- **Stored dataset items**
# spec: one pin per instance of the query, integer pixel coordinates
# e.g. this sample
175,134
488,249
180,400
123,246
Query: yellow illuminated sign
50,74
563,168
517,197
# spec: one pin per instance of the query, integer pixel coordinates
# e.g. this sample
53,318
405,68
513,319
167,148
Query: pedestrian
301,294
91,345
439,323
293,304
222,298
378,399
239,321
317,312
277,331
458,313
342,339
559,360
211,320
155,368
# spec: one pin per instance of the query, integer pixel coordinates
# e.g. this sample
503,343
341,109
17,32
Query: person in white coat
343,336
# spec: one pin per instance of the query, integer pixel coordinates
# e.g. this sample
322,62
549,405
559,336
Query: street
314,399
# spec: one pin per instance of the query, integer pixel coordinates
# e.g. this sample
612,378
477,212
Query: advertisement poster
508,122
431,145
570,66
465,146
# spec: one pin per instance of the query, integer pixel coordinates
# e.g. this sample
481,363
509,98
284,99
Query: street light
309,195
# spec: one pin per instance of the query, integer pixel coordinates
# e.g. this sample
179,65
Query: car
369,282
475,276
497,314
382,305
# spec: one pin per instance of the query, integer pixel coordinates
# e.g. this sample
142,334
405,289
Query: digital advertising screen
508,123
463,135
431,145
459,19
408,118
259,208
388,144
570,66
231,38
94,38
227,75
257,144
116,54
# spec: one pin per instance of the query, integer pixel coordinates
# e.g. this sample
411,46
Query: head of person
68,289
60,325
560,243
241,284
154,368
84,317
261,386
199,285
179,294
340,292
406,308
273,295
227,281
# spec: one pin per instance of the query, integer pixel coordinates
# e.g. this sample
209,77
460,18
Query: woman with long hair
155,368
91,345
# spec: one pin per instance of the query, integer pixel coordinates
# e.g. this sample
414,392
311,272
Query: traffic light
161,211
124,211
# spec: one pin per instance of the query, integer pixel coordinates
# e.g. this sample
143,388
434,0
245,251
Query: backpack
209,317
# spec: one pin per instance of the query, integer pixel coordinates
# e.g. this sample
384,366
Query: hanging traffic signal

- **PROBLEM STATEMENT**
A verbatim copy of all the entries is the expected result.

- **SOLUTION TO THIS TASK**
# spec: one pin per instance of the query, integer pixel coordinates
# e.g. this sample
175,134
488,249
180,400
123,246
Query: yellow illuminated sign
50,74
563,168
517,197
# spec: one pin per instance of the query, integer pixel coordinates
# e.g. this sample
53,318
405,68
513,319
167,148
Query: pedestrian
301,294
91,345
439,323
293,304
222,298
378,399
239,321
317,312
277,331
458,313
342,339
559,360
211,320
155,368
# spec: one pin per instance of the query, integer pixel coordinates
# e.g. this sample
503,343
341,109
17,32
Query: person in white coat
343,336
# spec: one pin per instance of the query, integer pixel coordinates
# e.g. this sample
322,62
549,405
559,336
Query: street
314,399
# spec: one pin per instance of the query, integer pixel coordinates
# e.g. this sample
612,378
477,212
Query: advertisement poster
508,122
431,145
570,66
465,146
# spec: one pin per instance of the query, integer pixel coordinates
# e.g. this sample
481,363
509,98
284,99
Query: street light
309,195
# spec: one pin per instance of the query, integer pixel coordinates
# e.g. this sample
179,65
Query: car
369,282
475,276
497,314
382,305
# spec: one pin per instance of the query, integer pixel coordinates
# e.g. this sample
142,334
405,289
Query: digital advertising screen
508,123
463,135
431,145
459,19
408,118
259,208
388,144
570,66
231,38
94,38
227,75
257,144
116,54
# spec: one pin per instance of the query, integer pixel coordinates
# e.g. this sample
411,46
Query: head of person
68,289
60,325
560,243
241,284
154,368
84,317
261,386
199,285
179,294
340,292
406,308
273,295
227,281
# spec: one pin per instance of the query, integer pixel coordinates
# e.g. this sample
209,77
460,18
Query: woman with long hair
155,368
91,345
# spec: one pin per instance of the query, integer pixel coordinates
# e.g. this sample
414,392
311,272
Query: traffic light
161,211
124,211
# spec: one pin per instance of the query, integer pixel coordinates
# e.g. this sample
143,388
434,0
245,251
Query: backpack
209,317
# spec: one pin per instance of the query, integer pixel coordinates
# e.g. this sample
384,366
Query: hanging traffic signal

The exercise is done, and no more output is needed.